Extract provided –
══════════

METHOD AND ARRANGEMENT FOR MAINTAINING A FROST-FREE FREEZER

Description

[0001] This invention relates to a method in a freezer with a chamber, in which refrigerated surfaces tend to collect frost, and with a moisture adsorbing regenerable filter in order to lower the relative humidity of the freezing chamber air and counteract forming of frost therein. The invention also relates to an arrangement for the purpose.

[0002] It is known that the relative humidity of the chamber air in a freezer varies with the temperature variations in the chamber. If it is possible to lower the relative humidity of the air below the normal level, present when the freezer operates without any influence from outside on the humidity, the frost formed on the freezing system or on the coldest surfaces of the freezing chamber will by sublimation be transferred from solid body direct to vapour. This principle has been the foundation for a proposal to arrange in a freezer a separate freezing chamber air flow path having a moisture adsorbing filter and a motor driven fan. This proposal further comprises a removable filter, for instance in the shape of a shelf for goods in the cabinet. The filter can be regenerated, for instance by heat treatment in an oven. This proposal has been presented in EPO-application No. 80850170.4 published under No. 31,311.

[0003] Since certain difficulties are involved in performing the regeneration of the filter in the freezing cabinet proposed above, the arrangement for moisture adsorption is so made that the freezer cabinet can operate during long periods without regeneration of the filter. In that case the filter will be relatively bulky and expensive. In spite thereof it is required that the person handling the cabinet is alert and regenerates the filter before it has become saturated and no longer is capable of keeping the refrigerated surfaces of the freezing chamber free of frost.

══════════

Stored data entries:
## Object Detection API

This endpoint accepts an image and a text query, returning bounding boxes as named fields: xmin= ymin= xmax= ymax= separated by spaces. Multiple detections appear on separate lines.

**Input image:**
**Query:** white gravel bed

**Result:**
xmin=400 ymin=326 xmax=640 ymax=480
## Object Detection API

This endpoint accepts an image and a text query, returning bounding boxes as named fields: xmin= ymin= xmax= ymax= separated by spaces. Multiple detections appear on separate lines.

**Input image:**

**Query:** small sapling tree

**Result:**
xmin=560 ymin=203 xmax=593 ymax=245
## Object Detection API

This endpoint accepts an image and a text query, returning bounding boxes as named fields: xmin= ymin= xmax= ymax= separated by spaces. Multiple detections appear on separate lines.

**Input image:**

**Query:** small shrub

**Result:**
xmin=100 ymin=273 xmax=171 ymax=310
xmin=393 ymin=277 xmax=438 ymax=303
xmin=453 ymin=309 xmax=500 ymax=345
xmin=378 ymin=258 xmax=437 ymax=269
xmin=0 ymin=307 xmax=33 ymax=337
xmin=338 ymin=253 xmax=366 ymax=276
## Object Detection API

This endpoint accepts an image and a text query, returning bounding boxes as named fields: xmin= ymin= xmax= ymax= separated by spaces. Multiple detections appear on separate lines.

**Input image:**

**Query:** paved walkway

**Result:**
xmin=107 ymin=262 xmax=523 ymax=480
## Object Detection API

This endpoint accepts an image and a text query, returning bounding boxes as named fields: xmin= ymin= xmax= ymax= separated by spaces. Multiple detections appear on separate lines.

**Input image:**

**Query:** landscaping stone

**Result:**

══════════

Directions – Continue the frost-free freezer patent description, starting after its last sentence.

Written response –
[0004] The object of the invention is to remove the said drawbacks and to provide a method and an arrangement making it possible for a freezer to operate automatically without collection of frost in the freezing chamber, without any special supervision being necessary and without special precautions for regeneration of the filter being necessary. An arrangement according to the invention for this purpose is mainly characterized in that the filter is arranged in a first heat-insulated flow path, intended for freezing chamber air and containing a motor driven fan, that a second heat-insulated flow path, intended for ambient air, is connected to the first one before and after a part thereof containing the filter and the fan, and that valves are arranged for shifting of the flow paths. The method according to the invention is mainly characterized in that the freezing chamber air is conducted through a first flow path having a motor driven fan and the filter and that ambient air is conducted through the fan and the filter in a second flow path for regeneration of the filter.

[0005] In the following the invention will be described more in detail by way of example with reference to an embodiment shown in the drawings in which Figs. 1 and 2 show an arrangement for defrosting a freezing chamber with the valves of the arrangement in different positions for keeping a freezing chamber frost free.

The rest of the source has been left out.